## start Input rows
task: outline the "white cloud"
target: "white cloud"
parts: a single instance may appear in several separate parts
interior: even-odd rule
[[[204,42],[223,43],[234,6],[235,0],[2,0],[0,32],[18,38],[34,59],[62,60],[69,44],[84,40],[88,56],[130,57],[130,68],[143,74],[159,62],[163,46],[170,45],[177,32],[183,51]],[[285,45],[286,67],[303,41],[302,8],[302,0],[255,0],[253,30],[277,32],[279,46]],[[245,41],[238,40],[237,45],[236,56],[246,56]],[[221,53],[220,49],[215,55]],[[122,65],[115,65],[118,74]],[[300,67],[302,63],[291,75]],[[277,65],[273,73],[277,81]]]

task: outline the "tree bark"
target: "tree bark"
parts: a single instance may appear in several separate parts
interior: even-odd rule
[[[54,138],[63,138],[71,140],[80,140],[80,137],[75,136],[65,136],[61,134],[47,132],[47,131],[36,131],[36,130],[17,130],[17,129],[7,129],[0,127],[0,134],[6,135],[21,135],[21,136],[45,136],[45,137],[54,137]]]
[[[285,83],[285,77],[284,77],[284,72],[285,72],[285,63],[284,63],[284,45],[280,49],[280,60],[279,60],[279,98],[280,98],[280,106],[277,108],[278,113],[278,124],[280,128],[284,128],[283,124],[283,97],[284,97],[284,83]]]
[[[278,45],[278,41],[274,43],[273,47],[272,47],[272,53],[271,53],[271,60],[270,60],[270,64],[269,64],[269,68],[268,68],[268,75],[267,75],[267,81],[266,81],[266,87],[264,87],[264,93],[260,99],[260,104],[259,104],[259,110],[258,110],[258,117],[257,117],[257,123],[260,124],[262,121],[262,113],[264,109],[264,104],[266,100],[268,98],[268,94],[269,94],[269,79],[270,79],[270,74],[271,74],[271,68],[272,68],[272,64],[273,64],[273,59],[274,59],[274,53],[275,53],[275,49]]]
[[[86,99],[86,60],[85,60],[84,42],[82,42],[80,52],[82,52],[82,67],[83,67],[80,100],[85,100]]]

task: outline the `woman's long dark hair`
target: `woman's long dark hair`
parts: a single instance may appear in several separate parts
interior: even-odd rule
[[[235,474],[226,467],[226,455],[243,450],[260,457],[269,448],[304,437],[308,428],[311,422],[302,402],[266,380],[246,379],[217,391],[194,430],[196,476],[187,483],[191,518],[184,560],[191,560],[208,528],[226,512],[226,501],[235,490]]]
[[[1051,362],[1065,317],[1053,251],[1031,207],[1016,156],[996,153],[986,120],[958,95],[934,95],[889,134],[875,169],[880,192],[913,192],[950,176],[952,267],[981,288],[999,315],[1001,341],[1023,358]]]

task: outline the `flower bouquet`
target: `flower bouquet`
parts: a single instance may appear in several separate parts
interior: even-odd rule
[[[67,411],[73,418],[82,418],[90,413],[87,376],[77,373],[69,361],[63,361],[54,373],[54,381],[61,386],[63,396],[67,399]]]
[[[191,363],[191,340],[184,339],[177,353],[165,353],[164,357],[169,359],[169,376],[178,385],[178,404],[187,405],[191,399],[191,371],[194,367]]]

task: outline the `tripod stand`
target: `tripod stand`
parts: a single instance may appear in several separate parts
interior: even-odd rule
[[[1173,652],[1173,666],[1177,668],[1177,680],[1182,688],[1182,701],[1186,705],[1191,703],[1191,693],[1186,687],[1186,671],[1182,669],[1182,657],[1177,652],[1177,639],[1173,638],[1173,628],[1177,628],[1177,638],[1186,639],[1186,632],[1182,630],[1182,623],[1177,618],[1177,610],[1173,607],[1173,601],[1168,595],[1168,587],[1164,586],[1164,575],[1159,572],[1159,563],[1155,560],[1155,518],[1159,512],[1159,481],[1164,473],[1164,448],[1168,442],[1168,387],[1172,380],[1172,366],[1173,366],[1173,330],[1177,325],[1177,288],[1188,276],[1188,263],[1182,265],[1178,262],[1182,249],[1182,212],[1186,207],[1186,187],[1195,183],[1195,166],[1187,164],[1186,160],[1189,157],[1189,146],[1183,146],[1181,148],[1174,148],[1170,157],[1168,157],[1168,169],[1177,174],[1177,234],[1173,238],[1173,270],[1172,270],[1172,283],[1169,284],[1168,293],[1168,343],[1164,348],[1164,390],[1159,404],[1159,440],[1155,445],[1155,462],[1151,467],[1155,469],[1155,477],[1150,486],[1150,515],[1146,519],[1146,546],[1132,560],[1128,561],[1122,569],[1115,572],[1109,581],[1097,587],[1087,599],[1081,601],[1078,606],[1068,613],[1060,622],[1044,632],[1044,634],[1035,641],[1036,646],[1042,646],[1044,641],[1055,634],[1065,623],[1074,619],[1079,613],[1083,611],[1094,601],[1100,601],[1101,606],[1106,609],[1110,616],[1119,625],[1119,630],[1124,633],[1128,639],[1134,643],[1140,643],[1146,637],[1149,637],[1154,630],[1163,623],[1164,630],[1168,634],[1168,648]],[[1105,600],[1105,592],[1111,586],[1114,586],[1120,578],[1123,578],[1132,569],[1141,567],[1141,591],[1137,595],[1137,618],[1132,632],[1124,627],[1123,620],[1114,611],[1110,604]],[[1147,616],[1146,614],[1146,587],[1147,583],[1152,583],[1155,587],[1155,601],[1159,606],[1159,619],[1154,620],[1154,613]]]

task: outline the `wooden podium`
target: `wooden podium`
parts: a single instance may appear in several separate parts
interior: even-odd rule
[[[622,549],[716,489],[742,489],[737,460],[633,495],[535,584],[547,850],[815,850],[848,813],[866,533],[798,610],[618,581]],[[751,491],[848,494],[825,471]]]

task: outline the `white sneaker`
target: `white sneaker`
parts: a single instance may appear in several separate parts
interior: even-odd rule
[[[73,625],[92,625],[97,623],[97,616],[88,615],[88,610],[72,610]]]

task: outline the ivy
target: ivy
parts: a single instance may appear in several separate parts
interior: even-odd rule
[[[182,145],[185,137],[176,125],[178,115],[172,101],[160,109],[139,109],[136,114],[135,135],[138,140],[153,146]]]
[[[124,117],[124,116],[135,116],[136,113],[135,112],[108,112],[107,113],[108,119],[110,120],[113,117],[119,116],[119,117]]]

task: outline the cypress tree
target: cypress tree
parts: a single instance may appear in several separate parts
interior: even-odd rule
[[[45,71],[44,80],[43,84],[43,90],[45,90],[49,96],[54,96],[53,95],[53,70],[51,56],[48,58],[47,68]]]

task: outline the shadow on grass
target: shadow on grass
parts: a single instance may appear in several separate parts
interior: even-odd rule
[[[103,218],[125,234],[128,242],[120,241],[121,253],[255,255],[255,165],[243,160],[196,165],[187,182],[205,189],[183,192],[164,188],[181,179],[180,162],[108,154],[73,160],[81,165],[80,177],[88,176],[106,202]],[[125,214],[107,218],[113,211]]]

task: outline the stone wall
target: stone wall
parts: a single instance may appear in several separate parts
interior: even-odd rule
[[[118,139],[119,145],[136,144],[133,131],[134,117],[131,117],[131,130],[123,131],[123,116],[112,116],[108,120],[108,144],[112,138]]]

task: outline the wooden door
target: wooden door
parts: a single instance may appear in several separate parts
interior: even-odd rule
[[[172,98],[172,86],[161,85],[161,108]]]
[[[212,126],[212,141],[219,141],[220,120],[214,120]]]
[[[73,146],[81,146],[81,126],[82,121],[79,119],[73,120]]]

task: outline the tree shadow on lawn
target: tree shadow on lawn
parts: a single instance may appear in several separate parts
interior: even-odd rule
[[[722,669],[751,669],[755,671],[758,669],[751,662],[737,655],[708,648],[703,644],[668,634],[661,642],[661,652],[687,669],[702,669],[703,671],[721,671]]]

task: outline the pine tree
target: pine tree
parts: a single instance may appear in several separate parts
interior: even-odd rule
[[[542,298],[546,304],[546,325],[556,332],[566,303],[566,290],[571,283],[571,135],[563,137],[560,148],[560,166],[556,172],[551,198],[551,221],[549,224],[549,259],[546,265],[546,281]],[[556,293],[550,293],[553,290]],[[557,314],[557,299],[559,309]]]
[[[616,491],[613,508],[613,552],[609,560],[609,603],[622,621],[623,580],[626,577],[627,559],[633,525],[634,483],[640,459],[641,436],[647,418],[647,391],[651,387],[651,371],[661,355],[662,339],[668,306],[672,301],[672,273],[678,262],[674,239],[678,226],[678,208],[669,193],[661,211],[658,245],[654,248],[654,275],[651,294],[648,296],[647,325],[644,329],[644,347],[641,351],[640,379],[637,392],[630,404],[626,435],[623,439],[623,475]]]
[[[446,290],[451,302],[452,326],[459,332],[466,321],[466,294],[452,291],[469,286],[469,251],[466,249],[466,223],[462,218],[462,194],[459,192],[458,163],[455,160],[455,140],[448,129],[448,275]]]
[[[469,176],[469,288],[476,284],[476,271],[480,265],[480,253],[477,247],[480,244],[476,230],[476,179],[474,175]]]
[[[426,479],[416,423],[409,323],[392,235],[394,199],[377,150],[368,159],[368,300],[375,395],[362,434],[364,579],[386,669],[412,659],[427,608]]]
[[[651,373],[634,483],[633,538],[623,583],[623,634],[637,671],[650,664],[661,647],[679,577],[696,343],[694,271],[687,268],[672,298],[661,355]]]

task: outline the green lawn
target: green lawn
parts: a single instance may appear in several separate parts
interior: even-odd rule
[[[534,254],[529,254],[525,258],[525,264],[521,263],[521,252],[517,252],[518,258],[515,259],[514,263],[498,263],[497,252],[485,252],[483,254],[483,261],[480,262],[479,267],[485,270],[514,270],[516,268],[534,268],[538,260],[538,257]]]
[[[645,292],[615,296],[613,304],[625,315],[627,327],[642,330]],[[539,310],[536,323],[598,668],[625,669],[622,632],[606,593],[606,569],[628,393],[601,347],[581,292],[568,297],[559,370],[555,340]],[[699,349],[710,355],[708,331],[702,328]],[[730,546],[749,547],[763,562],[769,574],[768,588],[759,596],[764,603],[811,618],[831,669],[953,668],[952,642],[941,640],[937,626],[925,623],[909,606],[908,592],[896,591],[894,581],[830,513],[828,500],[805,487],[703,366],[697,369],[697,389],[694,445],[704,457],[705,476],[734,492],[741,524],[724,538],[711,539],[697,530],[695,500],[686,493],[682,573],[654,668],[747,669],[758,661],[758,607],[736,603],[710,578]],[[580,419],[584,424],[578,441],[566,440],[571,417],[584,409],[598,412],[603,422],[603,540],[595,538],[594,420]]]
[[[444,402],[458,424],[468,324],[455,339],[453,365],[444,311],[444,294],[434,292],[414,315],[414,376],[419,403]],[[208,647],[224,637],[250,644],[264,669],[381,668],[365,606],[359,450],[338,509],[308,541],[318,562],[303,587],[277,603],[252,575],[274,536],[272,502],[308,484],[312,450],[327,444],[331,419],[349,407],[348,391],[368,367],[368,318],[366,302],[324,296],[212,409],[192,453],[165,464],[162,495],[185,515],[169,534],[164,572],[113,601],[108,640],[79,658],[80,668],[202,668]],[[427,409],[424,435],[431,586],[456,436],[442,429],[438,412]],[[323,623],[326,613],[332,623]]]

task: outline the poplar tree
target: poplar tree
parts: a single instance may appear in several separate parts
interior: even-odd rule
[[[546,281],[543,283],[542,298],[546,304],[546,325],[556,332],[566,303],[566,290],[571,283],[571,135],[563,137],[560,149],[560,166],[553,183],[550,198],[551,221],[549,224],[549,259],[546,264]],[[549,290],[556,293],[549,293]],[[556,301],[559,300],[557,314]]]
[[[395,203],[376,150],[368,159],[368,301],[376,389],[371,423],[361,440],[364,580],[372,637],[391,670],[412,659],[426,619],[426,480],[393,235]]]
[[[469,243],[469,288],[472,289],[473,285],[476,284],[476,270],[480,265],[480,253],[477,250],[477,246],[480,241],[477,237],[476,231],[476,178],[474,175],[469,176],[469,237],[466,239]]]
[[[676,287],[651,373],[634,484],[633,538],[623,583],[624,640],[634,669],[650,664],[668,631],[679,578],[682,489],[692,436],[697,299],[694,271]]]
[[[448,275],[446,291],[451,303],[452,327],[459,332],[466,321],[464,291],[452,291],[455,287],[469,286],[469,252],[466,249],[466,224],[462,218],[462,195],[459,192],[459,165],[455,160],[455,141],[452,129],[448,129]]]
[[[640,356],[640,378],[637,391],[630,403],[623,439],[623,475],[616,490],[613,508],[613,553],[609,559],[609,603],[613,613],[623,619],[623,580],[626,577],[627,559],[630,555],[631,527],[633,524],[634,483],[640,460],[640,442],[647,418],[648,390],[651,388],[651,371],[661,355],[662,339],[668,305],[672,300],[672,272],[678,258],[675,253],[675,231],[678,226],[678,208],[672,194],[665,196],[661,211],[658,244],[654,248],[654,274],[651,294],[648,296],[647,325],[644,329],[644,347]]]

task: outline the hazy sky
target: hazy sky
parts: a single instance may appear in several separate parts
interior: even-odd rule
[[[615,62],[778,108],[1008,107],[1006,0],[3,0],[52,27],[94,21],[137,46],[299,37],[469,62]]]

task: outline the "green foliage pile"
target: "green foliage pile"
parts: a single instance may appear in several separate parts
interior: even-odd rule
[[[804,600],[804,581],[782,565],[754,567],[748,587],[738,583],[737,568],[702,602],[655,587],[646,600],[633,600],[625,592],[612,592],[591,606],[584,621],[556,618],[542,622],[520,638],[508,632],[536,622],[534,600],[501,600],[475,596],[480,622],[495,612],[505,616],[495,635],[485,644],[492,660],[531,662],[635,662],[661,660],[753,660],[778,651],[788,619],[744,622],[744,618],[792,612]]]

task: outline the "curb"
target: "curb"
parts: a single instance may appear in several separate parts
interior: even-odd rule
## end Input rows
* **What is being asked**
Display each line of the rows above that contains the word "wooden".

* **Result**
task: outline the `wooden podium`
target: `wooden podium`
task: outline the wooden door
target: wooden door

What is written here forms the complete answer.